** Information supplied follows **

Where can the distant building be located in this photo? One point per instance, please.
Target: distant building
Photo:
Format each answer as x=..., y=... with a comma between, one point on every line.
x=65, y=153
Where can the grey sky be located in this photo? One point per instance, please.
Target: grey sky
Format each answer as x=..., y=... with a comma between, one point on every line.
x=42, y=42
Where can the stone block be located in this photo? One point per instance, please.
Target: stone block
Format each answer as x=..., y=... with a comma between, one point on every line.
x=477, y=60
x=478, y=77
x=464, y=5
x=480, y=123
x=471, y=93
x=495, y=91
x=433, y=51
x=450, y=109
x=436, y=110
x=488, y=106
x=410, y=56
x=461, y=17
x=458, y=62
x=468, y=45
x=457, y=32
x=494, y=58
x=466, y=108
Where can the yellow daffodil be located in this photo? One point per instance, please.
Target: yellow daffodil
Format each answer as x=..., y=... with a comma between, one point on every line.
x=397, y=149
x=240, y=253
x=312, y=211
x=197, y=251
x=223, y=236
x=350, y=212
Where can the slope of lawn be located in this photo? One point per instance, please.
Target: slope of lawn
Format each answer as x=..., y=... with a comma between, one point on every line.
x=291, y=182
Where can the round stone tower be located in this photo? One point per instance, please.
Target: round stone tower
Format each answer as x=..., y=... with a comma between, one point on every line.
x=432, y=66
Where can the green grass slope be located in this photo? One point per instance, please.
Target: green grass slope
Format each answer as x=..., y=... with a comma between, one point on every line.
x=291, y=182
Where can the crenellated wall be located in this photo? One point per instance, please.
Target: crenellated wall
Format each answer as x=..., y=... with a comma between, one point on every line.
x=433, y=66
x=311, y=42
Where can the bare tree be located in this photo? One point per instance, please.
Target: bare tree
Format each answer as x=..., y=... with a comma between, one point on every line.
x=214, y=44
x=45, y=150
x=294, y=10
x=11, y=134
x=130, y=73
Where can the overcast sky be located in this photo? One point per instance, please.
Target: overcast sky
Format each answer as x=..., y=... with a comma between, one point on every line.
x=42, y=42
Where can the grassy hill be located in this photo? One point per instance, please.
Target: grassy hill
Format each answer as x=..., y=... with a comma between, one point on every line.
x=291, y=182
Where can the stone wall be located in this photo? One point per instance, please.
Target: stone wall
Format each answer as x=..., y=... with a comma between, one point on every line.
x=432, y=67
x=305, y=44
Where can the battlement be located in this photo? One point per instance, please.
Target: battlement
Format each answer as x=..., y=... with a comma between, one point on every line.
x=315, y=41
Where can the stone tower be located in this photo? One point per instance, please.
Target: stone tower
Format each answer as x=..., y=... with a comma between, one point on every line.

** End of Information supplied **

Extract from the listing above the lines between the line containing "Where can the overcast" and the line containing "Target: grassy hill", keeping both of those lines. Output nothing else.

Where can the overcast sky be located in this photo? One point per instance, please.
Target: overcast sky
Format each answer as x=..., y=... with a comma between, one point on every line.
x=42, y=42
Where can the grassy hill be located in this photo? One point per instance, please.
Target: grassy hill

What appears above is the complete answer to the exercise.